## START The input

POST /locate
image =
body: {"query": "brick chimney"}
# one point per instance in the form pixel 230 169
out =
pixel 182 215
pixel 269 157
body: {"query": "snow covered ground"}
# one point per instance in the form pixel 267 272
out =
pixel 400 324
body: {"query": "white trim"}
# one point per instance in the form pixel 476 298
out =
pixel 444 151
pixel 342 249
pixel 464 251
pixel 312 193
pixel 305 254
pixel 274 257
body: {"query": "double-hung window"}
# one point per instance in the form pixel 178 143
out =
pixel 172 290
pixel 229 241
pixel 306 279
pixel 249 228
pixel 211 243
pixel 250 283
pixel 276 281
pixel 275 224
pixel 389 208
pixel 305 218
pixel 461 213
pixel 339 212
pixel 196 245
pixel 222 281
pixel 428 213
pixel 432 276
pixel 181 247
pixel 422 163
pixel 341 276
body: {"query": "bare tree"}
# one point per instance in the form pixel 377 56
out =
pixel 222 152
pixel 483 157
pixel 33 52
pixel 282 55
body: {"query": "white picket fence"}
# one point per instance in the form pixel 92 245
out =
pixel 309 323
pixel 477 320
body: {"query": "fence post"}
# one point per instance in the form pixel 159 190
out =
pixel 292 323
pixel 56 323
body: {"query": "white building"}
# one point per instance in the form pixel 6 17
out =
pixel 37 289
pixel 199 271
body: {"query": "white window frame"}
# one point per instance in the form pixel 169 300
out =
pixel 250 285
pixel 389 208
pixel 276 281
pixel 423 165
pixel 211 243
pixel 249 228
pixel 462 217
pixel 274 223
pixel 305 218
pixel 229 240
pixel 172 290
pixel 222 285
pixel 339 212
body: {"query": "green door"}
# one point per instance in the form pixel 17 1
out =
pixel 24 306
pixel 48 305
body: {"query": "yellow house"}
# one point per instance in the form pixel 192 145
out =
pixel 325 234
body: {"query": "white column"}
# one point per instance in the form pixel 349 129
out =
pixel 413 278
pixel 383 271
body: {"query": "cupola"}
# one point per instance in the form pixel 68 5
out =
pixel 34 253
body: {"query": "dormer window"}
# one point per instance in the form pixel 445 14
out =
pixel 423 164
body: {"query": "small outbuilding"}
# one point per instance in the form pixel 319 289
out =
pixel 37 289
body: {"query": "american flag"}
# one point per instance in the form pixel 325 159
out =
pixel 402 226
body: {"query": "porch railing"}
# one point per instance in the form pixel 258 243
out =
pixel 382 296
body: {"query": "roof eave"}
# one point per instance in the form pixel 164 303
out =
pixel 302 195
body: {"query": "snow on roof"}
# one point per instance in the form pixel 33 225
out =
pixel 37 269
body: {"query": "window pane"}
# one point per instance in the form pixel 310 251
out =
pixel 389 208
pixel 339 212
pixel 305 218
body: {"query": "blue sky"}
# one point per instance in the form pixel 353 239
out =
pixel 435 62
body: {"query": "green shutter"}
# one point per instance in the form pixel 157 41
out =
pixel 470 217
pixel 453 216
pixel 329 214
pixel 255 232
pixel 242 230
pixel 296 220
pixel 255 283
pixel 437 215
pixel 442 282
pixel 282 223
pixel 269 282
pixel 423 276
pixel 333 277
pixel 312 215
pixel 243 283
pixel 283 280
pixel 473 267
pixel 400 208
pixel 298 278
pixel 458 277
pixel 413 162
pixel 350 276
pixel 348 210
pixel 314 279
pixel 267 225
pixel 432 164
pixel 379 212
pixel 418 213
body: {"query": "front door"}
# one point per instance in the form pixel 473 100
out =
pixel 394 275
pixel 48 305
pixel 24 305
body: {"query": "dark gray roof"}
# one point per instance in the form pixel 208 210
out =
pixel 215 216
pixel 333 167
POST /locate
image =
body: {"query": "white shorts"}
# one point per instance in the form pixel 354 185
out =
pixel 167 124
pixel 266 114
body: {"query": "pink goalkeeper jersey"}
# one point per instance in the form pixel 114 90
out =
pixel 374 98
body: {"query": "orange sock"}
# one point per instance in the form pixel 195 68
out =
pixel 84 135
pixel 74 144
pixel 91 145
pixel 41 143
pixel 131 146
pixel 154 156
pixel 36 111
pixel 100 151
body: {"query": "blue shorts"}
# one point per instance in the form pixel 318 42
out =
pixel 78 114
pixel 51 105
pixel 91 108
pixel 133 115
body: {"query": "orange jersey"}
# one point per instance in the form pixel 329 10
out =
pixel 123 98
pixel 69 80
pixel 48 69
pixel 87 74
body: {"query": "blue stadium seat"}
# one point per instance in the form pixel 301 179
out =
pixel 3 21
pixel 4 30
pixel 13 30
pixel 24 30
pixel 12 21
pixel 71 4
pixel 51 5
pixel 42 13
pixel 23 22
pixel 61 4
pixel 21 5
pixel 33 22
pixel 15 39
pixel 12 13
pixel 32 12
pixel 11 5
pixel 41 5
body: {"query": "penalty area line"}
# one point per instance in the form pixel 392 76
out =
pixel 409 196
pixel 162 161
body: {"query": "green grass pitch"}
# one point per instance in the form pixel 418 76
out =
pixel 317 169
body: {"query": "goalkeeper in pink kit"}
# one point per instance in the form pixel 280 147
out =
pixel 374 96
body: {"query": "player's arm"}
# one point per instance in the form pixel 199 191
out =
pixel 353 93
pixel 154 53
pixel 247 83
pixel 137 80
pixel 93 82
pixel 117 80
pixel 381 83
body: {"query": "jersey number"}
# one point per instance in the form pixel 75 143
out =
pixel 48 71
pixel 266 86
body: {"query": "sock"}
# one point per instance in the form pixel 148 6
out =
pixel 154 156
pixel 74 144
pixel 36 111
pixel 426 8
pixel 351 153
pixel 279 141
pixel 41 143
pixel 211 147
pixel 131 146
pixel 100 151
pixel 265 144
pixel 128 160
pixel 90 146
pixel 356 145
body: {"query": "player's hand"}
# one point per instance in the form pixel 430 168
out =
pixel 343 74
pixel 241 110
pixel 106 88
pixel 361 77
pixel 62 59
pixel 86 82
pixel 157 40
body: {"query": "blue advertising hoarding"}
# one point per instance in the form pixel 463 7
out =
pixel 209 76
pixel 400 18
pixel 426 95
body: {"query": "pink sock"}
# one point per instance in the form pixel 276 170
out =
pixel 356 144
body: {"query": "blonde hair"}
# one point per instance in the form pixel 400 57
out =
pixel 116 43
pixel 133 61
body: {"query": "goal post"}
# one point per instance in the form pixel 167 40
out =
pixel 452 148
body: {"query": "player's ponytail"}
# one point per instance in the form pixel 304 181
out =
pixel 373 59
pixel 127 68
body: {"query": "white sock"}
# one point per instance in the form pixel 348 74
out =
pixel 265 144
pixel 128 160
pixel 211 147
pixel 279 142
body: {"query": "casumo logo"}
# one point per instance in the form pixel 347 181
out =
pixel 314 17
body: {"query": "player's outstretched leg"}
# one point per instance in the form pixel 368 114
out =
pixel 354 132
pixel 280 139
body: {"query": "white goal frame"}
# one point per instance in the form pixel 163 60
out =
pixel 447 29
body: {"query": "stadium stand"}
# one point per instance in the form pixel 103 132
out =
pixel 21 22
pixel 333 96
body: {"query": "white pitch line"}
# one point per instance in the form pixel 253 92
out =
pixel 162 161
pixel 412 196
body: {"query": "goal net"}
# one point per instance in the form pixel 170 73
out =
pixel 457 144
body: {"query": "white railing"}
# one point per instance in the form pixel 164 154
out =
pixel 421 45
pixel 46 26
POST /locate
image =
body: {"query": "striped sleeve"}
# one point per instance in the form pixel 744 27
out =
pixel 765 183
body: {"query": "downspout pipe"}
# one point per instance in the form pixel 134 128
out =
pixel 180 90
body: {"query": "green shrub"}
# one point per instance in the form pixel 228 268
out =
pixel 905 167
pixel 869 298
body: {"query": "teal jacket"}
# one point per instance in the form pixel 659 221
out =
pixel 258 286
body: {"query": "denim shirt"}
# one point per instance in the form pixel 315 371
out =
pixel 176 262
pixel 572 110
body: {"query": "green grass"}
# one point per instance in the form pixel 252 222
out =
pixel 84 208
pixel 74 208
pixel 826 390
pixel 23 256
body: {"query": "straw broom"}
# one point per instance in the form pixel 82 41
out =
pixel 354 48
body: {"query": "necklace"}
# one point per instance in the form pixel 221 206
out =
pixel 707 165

## END The input

## Exercise aim
Reproduce the items from the first line through the line containing "pixel 274 257", substituting "stone chimney" for "brick chimney" and leaving all else unchanged.

## Expected answer
POST /locate
image =
body: {"query": "stone chimney"}
# one point per instance in the form pixel 230 169
out =
pixel 182 215
pixel 269 157
body: {"query": "snow covered ground"}
# one point per instance in the form pixel 267 272
out =
pixel 400 324
body: {"query": "white trim"}
# one point per instance in the form pixel 476 298
out =
pixel 444 151
pixel 342 249
pixel 464 251
pixel 312 193
pixel 305 254
pixel 274 257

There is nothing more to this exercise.